Each record must be repeated exactly. None may be dropped.

_EXCERPTED DATA:_
= = =

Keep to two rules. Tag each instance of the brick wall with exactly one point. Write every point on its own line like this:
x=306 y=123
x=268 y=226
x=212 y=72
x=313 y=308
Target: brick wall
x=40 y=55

= = =

_PROBLEM SOLUTION:_
Keep to two rules. Tag each instance of the brick wall with exactly one point. Write every point on its own line like this:
x=306 y=123
x=268 y=226
x=212 y=72
x=313 y=308
Target: brick wall
x=40 y=55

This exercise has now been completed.